Segment Open
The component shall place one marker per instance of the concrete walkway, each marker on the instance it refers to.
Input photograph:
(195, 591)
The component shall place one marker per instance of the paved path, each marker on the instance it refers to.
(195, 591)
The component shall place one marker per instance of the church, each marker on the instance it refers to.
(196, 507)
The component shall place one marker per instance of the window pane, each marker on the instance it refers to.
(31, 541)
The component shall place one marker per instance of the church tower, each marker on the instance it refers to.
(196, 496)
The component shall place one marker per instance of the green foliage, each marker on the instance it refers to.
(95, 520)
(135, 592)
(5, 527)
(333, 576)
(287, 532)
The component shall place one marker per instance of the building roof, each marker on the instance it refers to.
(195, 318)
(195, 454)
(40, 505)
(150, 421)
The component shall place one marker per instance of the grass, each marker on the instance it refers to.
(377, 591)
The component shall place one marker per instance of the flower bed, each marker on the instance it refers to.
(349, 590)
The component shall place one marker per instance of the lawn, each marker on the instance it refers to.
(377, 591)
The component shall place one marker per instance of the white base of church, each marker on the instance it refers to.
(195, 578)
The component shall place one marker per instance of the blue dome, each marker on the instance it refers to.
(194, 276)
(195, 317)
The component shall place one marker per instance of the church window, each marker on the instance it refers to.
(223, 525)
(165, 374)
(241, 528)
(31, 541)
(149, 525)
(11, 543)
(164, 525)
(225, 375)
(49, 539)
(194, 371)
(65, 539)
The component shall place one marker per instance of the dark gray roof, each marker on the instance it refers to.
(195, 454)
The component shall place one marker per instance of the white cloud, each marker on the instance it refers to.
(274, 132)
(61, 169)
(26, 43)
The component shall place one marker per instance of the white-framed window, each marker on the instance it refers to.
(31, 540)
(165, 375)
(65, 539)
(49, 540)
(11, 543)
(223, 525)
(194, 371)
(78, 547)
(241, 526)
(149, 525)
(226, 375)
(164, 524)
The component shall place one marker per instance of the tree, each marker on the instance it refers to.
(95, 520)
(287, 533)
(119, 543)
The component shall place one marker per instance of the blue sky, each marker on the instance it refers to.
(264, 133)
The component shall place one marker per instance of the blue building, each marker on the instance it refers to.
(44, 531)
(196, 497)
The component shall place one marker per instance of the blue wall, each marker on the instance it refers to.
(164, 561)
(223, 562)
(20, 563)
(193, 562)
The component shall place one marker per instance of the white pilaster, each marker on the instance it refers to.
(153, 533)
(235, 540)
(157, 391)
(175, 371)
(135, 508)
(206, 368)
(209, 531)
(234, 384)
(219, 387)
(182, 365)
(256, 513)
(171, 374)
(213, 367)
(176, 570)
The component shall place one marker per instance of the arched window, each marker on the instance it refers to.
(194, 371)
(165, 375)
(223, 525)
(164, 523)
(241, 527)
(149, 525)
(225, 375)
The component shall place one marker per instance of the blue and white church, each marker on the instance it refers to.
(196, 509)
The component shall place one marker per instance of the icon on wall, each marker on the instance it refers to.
Segment Closed
**HOW TO COMPLETE THIS TASK**
Print the lines from the one containing "white cloud, each" through the end of the material, word for word, and nothing else.

**SOLUTION TO THE EXERCISE**
The component shall place one marker per instance of the white cloud, each marker on the instance it refers to.
(274, 132)
(61, 169)
(26, 43)
The component shall place one marker per instance of the white-framed window, each marker on the instance it refers to.
(31, 540)
(165, 375)
(65, 539)
(49, 540)
(11, 543)
(223, 525)
(194, 371)
(78, 547)
(241, 526)
(149, 525)
(226, 375)
(164, 524)
The component shall place one marker per instance of the tree, each marker on the instance it refers to.
(95, 520)
(287, 533)
(119, 543)
The component shall place one marker per instance of the blue sky, each marker on the instance it refers to.
(264, 133)
The component shall place one marker per instance of the blue building, each marker on the instance it refers to.
(44, 531)
(196, 497)
The component shall place one marker per instance of the blue wall, each marker on the instance it refers to.
(164, 561)
(223, 562)
(20, 563)
(193, 562)
The component shall place one marker per instance of the white pilaster, each marker on the instance it refers to.
(153, 533)
(235, 540)
(157, 391)
(175, 371)
(135, 508)
(206, 368)
(209, 531)
(234, 384)
(219, 387)
(182, 365)
(256, 513)
(171, 374)
(213, 367)
(176, 570)
The component shall place one marker per instance of the arched window, each marker on the instance it refers to.
(194, 371)
(165, 375)
(223, 525)
(164, 523)
(241, 527)
(149, 525)
(225, 375)
The component shall place one marker per instance of the blue and white church, each marker on the instance it refers to.
(196, 509)
The component shall place one marker per instance of the icon on wall, each marker on the instance it refers to.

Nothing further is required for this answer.